Work instruction = Which lines of the entries below include "flag"? List them all.

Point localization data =
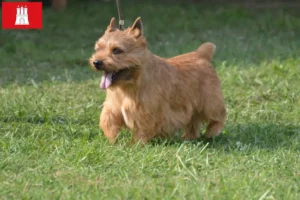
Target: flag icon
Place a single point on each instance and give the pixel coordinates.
(22, 15)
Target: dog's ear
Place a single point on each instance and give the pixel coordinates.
(137, 28)
(111, 27)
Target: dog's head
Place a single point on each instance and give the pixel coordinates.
(119, 54)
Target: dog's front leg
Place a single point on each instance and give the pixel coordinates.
(140, 137)
(110, 123)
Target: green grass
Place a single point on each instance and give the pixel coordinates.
(50, 143)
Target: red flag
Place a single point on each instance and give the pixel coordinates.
(22, 15)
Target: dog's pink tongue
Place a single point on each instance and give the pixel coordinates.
(106, 80)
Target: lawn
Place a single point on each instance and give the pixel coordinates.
(52, 148)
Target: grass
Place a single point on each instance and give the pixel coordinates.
(50, 143)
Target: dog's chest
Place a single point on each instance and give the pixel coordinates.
(127, 114)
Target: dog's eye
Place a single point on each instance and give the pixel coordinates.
(117, 51)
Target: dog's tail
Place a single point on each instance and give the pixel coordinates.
(206, 50)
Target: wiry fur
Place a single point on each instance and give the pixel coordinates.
(161, 95)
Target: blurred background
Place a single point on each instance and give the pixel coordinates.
(245, 32)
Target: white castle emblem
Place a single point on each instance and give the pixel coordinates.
(22, 16)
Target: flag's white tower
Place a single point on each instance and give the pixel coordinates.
(22, 16)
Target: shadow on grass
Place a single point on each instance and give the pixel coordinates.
(236, 136)
(245, 137)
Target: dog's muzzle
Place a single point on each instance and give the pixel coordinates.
(98, 64)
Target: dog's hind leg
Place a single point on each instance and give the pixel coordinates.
(214, 128)
(111, 123)
(192, 130)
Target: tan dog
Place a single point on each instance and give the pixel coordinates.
(155, 96)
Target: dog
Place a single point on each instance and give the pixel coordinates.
(154, 96)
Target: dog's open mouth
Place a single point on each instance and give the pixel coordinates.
(109, 78)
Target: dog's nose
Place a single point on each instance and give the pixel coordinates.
(98, 64)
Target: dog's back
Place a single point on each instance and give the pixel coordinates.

Answer area =
Target: flag icon
Target: red flag
Target: flag's white tower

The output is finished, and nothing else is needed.